Sosyal medyada dolaşırken çok güzel sözler, vecizeler yanında makâle boyutunda metinlerle de karşılaşıyoruz. Bunları diyoruz, okurlarımızla da paylaşsak. İşte bunlardan biriyle sizlerleyiz inşallah bugün.

Bundan önce, söze girmeden, büyük âlim ve mutasavvıf HASAN-I BASRÎ’nin ilk karşılaştığımız, hakikatin tam ifadesi olan ve bugünkü konumuzu çerçeveleyen şu sözünü nakletmeliyiz. O da bugünden:

“Âlimler, zamanlarının ışık kaynağıdırlar. İnsanlar, onlar vâsıtasıyla aydınlanırlar!”

(Konum belirleme kayıtları)
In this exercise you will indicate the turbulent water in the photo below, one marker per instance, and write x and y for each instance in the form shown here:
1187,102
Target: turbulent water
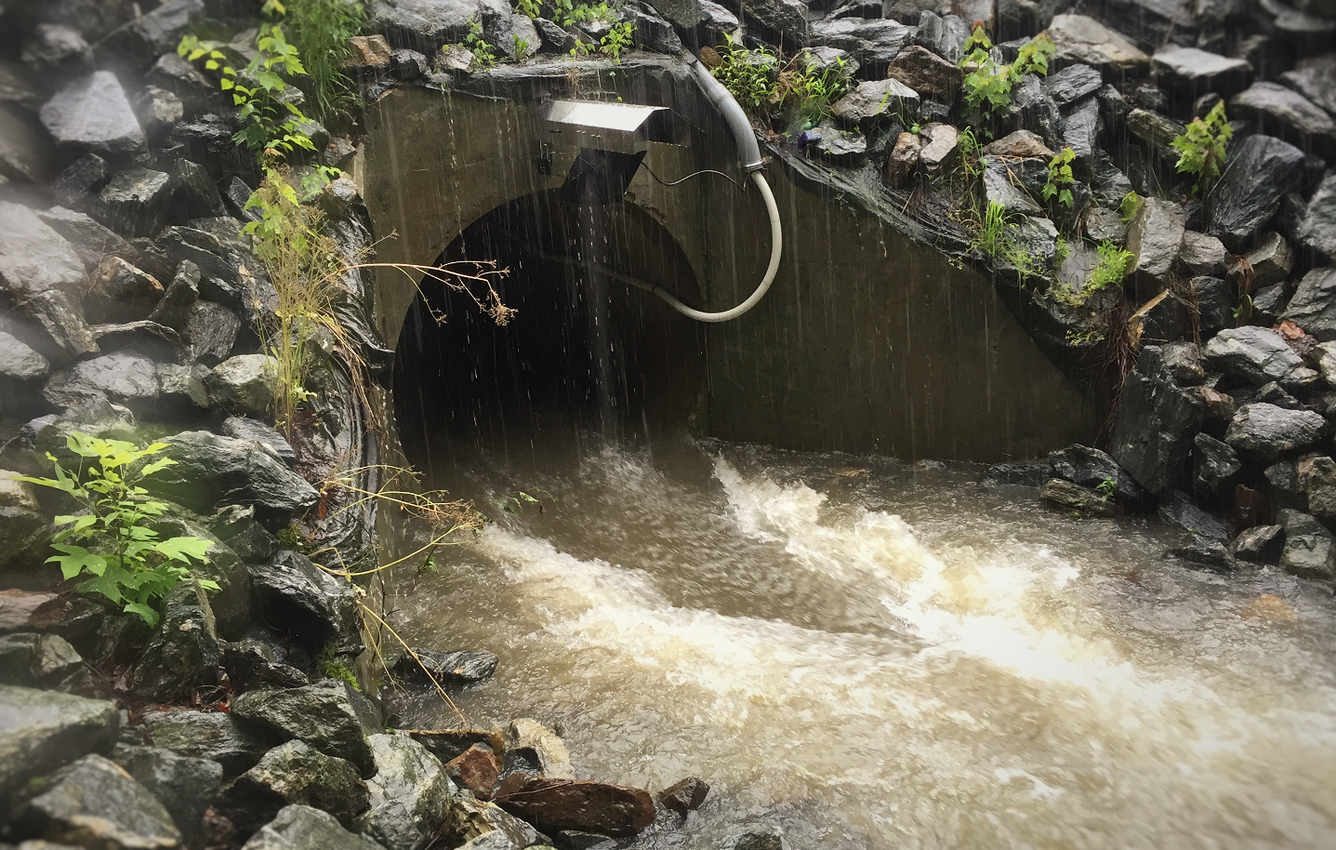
869,654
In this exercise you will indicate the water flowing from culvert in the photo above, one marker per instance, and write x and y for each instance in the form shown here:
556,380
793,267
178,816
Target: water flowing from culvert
866,654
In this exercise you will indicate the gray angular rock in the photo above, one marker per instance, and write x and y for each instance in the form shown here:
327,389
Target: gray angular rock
1308,551
294,774
183,785
1256,356
329,715
214,471
1268,431
1259,171
301,599
1313,305
409,794
92,114
207,735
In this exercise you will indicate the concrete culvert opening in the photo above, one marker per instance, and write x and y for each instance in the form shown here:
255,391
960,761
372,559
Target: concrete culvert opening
580,352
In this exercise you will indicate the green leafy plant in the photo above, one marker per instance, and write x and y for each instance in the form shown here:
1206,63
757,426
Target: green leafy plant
1060,175
1203,146
110,541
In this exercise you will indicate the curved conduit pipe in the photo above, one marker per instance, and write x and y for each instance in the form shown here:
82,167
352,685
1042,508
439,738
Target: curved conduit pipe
748,157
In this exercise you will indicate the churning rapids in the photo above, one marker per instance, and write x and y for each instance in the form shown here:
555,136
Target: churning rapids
871,655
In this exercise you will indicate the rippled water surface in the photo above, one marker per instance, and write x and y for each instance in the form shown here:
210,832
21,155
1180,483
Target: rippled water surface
869,654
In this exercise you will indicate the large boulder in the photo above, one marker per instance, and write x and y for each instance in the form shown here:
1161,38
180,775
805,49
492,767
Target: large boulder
214,471
92,114
409,793
44,730
329,715
95,803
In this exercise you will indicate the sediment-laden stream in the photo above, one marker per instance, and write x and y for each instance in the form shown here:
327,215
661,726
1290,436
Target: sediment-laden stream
869,654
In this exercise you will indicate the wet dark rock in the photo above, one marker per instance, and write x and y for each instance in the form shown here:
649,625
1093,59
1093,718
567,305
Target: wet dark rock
185,651
95,803
460,666
1317,229
1313,305
214,471
553,805
1257,174
1260,544
183,785
875,103
1287,114
305,602
409,794
1256,356
123,378
302,827
207,735
873,43
1308,551
327,715
1154,238
476,769
1084,40
1268,431
294,774
92,114
250,664
1193,72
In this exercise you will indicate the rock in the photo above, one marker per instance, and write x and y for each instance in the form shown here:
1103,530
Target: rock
409,794
294,774
185,651
1074,497
302,827
43,730
1287,114
539,746
1317,229
1153,238
1259,171
1308,547
1193,72
939,147
1256,356
1072,84
460,666
1154,425
476,769
1313,305
1203,255
123,378
134,202
92,114
926,72
1260,544
1268,431
1080,39
553,805
301,599
207,735
95,803
874,103
1020,145
214,471
903,159
329,715
183,785
873,43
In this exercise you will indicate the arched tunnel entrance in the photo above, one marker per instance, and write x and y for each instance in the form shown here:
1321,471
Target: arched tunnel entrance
581,353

*Yazılı Talimat*:
Metin parçasına göre sosyal medyada dolaşırken karşılaşılan şeylerin hepsini sıralayın. Kayıtlar, metinden ayrı bir malzemedir.

*Eksiksiz Yanıt*:
Güzel sözler, vecizeler ve makâle boyutunda metinler.